### [AIM]
Copy out every one of the records below word for word, leaving the pictures out.

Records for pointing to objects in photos
—————

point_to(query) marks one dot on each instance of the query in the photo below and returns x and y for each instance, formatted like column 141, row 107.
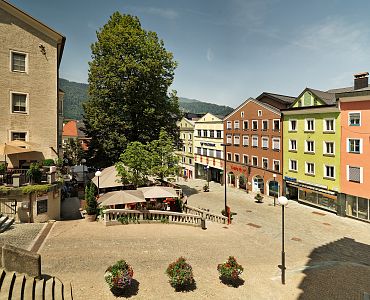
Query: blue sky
column 229, row 50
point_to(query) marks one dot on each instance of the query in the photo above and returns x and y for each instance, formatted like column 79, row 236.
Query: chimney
column 361, row 80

—————

### [RESPONSE TO THE TASK]
point_to(query) marks one dot on each instance of the query in the photo below and returns x and y for each instance, formatted like column 141, row 107.
Query: blue sky
column 229, row 50
point_to(query) marks one dot on each instance of the query in the photo above and returns x and y for each instance, formatted like column 79, row 236.
Query: chimney
column 361, row 80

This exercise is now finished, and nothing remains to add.